> [THE REQUEST]: Pull out each line below that contains the word "painted", and copy those lines without changes.

[Entries from a dataset]
--- BEGIN ---

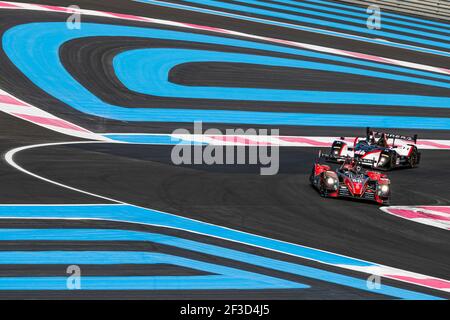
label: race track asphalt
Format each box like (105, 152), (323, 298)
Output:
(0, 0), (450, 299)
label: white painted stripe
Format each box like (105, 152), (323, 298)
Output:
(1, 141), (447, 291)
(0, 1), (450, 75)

--- END ---
--- BEGIN ---

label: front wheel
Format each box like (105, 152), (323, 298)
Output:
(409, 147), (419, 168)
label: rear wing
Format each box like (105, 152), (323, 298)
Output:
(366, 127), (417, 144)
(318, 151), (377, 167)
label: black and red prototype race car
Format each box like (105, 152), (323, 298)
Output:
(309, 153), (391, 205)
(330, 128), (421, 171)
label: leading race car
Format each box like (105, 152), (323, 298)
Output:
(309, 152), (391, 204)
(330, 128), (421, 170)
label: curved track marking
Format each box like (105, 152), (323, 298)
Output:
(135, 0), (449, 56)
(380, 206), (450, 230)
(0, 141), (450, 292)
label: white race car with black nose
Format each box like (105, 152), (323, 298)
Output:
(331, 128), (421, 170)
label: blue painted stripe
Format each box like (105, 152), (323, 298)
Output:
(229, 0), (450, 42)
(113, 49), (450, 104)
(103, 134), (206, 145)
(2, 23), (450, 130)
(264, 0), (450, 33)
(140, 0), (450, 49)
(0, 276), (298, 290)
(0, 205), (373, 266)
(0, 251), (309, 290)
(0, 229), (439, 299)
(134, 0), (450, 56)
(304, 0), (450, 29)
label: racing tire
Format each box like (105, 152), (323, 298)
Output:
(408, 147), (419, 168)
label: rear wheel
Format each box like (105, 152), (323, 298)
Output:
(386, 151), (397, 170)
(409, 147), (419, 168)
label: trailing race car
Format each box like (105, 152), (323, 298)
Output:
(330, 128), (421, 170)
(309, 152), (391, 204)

--- END ---
--- BEGIN ---

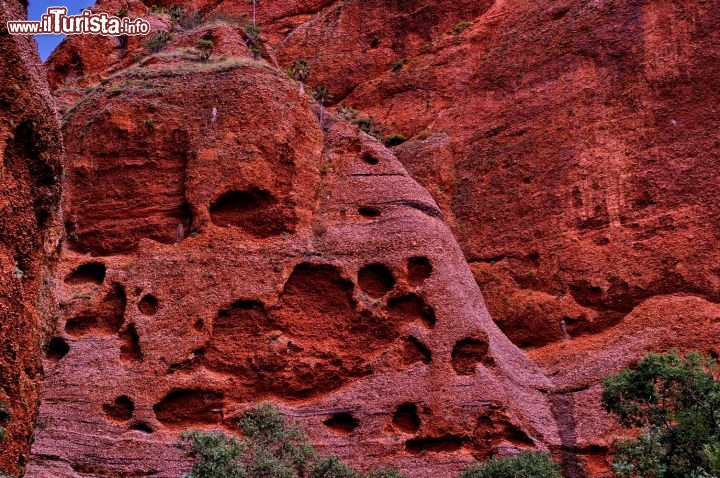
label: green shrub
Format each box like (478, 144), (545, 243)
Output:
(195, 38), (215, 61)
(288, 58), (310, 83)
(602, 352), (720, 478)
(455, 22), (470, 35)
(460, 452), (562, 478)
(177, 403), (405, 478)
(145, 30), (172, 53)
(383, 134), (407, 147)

--- END ---

> [SOLUTION FOR THIS PROBLEM]:
label: white painted stripe
label: blue painted stripe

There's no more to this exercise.